*** Provided records Section Begins ***

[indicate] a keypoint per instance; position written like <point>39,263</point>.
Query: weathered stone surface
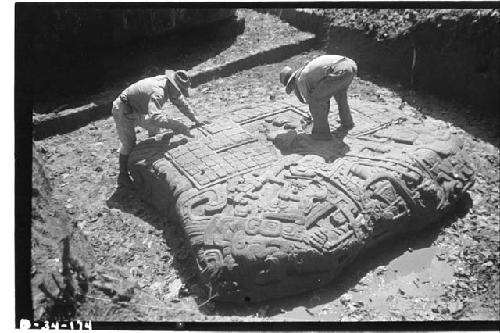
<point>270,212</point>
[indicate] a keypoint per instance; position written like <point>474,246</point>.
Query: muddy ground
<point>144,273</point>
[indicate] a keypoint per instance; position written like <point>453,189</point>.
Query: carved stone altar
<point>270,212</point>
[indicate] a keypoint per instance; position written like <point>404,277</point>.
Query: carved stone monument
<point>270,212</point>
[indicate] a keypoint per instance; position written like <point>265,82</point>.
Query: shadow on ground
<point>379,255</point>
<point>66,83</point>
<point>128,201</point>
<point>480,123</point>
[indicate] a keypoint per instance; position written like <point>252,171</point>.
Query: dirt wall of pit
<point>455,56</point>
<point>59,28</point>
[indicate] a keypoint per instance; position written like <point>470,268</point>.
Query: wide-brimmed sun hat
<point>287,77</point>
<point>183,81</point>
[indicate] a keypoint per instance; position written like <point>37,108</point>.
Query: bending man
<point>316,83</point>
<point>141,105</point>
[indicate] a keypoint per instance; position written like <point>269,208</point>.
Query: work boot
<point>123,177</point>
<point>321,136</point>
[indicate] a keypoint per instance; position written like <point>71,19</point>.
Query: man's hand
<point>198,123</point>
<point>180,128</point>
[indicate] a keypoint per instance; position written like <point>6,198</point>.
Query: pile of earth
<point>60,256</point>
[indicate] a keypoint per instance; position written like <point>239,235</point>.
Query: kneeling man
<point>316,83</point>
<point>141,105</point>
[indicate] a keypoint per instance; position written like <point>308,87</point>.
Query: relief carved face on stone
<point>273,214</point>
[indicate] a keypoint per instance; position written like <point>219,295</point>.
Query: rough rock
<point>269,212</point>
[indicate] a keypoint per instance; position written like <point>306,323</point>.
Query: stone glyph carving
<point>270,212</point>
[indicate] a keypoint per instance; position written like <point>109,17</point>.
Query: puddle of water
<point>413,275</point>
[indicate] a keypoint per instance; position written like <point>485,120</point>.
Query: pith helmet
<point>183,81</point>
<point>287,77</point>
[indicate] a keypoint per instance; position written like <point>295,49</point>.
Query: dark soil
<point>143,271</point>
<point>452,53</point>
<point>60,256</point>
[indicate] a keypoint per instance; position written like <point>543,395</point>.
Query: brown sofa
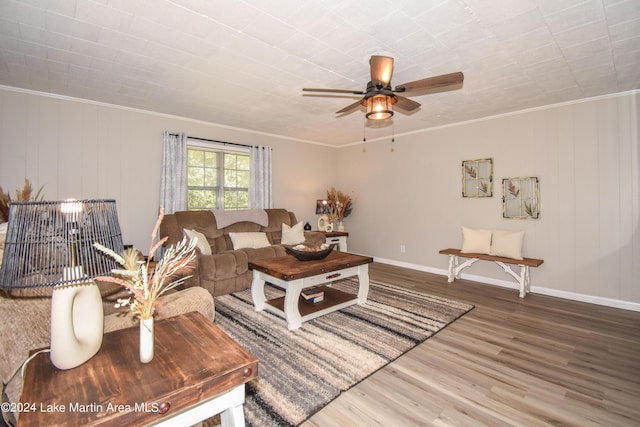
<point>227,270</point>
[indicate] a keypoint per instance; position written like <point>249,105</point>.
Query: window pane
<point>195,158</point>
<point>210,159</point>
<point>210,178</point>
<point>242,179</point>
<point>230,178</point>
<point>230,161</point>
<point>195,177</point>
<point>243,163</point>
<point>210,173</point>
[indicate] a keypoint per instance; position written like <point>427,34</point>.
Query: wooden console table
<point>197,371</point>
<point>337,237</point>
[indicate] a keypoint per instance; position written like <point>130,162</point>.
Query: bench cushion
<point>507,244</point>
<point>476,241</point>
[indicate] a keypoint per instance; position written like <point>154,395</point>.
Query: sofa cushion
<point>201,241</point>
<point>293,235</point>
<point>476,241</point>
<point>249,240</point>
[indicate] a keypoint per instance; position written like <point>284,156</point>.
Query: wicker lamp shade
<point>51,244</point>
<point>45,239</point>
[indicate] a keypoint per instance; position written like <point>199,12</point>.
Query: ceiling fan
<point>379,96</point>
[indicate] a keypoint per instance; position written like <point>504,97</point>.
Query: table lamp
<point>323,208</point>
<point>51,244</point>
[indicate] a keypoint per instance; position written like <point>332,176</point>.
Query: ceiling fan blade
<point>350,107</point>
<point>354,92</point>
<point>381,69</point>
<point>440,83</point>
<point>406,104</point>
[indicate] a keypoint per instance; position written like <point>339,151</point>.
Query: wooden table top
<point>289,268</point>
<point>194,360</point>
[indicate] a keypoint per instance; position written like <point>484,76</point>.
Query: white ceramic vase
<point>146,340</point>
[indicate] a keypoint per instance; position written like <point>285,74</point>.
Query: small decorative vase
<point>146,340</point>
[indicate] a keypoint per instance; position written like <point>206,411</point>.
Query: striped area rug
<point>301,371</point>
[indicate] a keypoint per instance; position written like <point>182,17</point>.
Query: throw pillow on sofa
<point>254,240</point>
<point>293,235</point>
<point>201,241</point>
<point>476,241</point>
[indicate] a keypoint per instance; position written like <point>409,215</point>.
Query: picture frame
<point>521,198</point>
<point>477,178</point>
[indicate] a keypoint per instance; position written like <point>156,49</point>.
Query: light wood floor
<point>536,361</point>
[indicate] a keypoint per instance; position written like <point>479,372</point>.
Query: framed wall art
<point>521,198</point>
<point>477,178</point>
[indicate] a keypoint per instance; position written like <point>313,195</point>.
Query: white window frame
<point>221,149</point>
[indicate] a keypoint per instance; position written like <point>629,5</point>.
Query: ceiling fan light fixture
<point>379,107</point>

*** Provided records Section Ends ***

Omit the pictures, then give all the lines above again exactly.

#### Response
[indicate] a keypoint per instance; position written like <point>39,263</point>.
Query: weathered stone surface
<point>270,212</point>
[indicate] a keypoint per instance; position written like <point>474,246</point>.
Query: muddy ground
<point>144,273</point>
[indicate] a keypoint per instance; position written like <point>453,189</point>.
Query: carved stone altar
<point>270,212</point>
[indicate] a keypoint per instance; position written like <point>404,277</point>.
Query: carved stone monument
<point>270,212</point>
[indicate] a keypoint per instance; position written like <point>265,82</point>.
Query: shadow on ground
<point>379,255</point>
<point>66,83</point>
<point>128,201</point>
<point>480,123</point>
[indicate] a keypoint per instance; position written like <point>252,171</point>.
Query: dirt wall of pit
<point>455,56</point>
<point>59,28</point>
[indicate] a keypoint per instance; position written like <point>470,268</point>.
Query: wide-brimmed sun hat
<point>287,77</point>
<point>183,81</point>
[indicate] a keypoint per instance; position written like <point>37,108</point>.
Query: bending man
<point>316,83</point>
<point>141,105</point>
[indicate] a keypoint per instance; position written like <point>269,208</point>.
Query: work boot
<point>123,177</point>
<point>321,136</point>
[indicate] a keypoint per instance; position written like <point>71,19</point>.
Query: man's hand
<point>198,123</point>
<point>180,128</point>
[indicate] a keypoint per instance; position written like <point>6,198</point>.
Query: pile of earth
<point>60,256</point>
[indicate] a keypoint per instance; position written like <point>239,235</point>.
Query: kneeling man
<point>316,83</point>
<point>141,105</point>
[indicate] a keypoint per instance; position written like <point>308,87</point>.
Query: relief carved face on stone
<point>273,214</point>
[indicate] a keypoint per instance; position written like <point>219,295</point>.
Query: rough rock
<point>269,212</point>
[indicate] a keypoint per instance; position written like <point>306,323</point>.
Query: stone glyph carving
<point>270,212</point>
[indicate] a keypoint per instance; position written like <point>109,17</point>.
Query: puddle of water
<point>413,275</point>
[indicate] a keypoint per instance; position written like <point>485,120</point>.
Query: pith helmet
<point>183,81</point>
<point>287,77</point>
[indicate] a keypoint per instance; position written like <point>295,49</point>.
Query: dark soil
<point>143,271</point>
<point>452,53</point>
<point>60,256</point>
[indicate] a keypoint per instance; position written like <point>543,395</point>.
Query: brown sofa
<point>227,270</point>
[indicate] a keypoint per instance; position written like <point>249,105</point>.
Query: window pane
<point>195,158</point>
<point>210,159</point>
<point>210,178</point>
<point>242,179</point>
<point>230,178</point>
<point>230,161</point>
<point>195,177</point>
<point>243,163</point>
<point>210,173</point>
[indicate] a keypoint per instance; position written like <point>427,34</point>.
Query: wooden console table
<point>197,371</point>
<point>337,237</point>
[indicate] a keypoint per instance; position written like <point>130,162</point>.
Query: bench cushion
<point>507,244</point>
<point>476,241</point>
[indicate] a keypoint per instance; position written like <point>154,395</point>.
Query: sofa cushion
<point>201,241</point>
<point>293,235</point>
<point>476,241</point>
<point>249,240</point>
[indicate] a keypoint per instance; position written like <point>284,156</point>.
Query: wicker lamp shade
<point>51,244</point>
<point>45,239</point>
[indicate] a keypoint per instance; position written like <point>199,12</point>.
Query: ceiling fan
<point>379,96</point>
[indicate] a keypoint per instance; position written like <point>504,97</point>.
Query: table lamp
<point>323,208</point>
<point>51,244</point>
[indicate] a keypoint per instance; position written like <point>332,176</point>.
Query: ceiling fan blade
<point>350,107</point>
<point>354,92</point>
<point>381,69</point>
<point>440,83</point>
<point>406,104</point>
[indicate] a keypoint per instance; position written like <point>339,151</point>.
Query: wooden table top
<point>289,268</point>
<point>194,360</point>
[indicate] a keypoint per instance; position written like <point>484,76</point>.
Query: white ceramic vase
<point>146,340</point>
[indicate] a keypoint per instance; position written like <point>285,74</point>.
Query: small decorative vase
<point>146,340</point>
[indicate] a keypoint per instance; position written like <point>206,411</point>.
Query: striped area rug
<point>301,371</point>
[indicate] a keypoint per instance; position written like <point>182,17</point>.
Query: throw pillow on sofa
<point>254,240</point>
<point>293,235</point>
<point>201,241</point>
<point>476,241</point>
[indicate] a keypoint per instance; position written like <point>409,215</point>.
Query: picture frame
<point>521,198</point>
<point>477,178</point>
[indicate] a keypoint per instance; position written like <point>156,49</point>.
Query: light wood floor
<point>536,361</point>
[indicate] a keypoint per instance; position written like <point>479,372</point>.
Query: framed wall art
<point>521,198</point>
<point>477,178</point>
[indicate] a keypoint per instance; position written like <point>313,195</point>.
Query: white window frame
<point>221,149</point>
[indicate] a keypoint per instance; position written like <point>629,5</point>.
Query: ceiling fan light fixture
<point>379,107</point>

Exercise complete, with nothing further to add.